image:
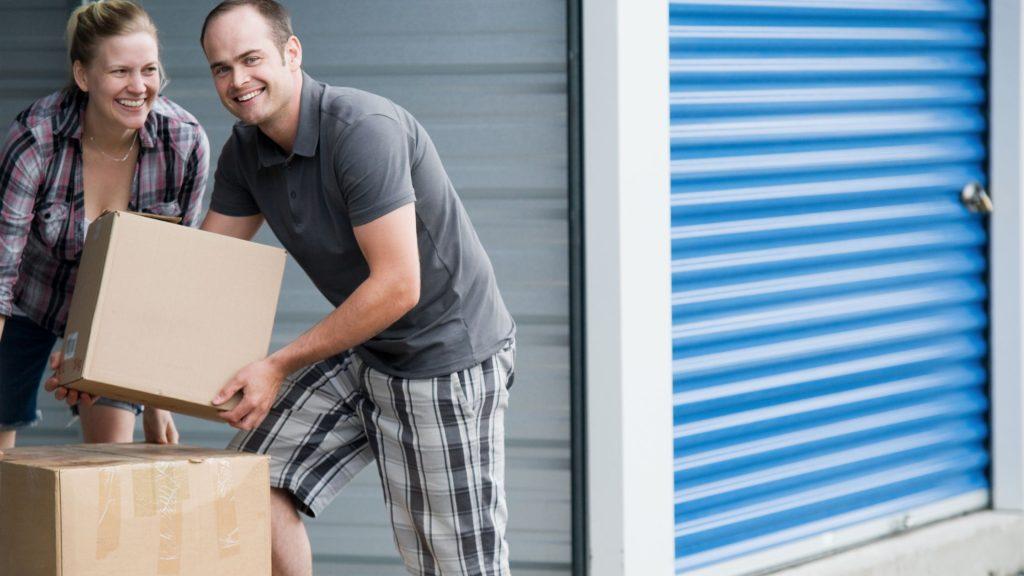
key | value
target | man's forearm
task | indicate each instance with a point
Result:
(376, 304)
○ ○ ○ ○ ○ ○ ○
Set aside the pictures. Then return every line of the material above verbatim.

**Final answer:**
image:
key | value
target | man's forearm
task | indicate each instance with a point
Result:
(376, 304)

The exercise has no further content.